===== Listing =====

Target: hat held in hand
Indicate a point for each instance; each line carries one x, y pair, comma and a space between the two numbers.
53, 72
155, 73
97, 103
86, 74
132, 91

=====

Exercise aim
Please duplicate every one of the lines above, reproducing each one without any change.

Exercise answer
Target: hat held in hand
Indicate a point for each instance; each line carries one x, y pair, comma and a space between the two numbers.
53, 72
155, 73
97, 103
86, 74
132, 91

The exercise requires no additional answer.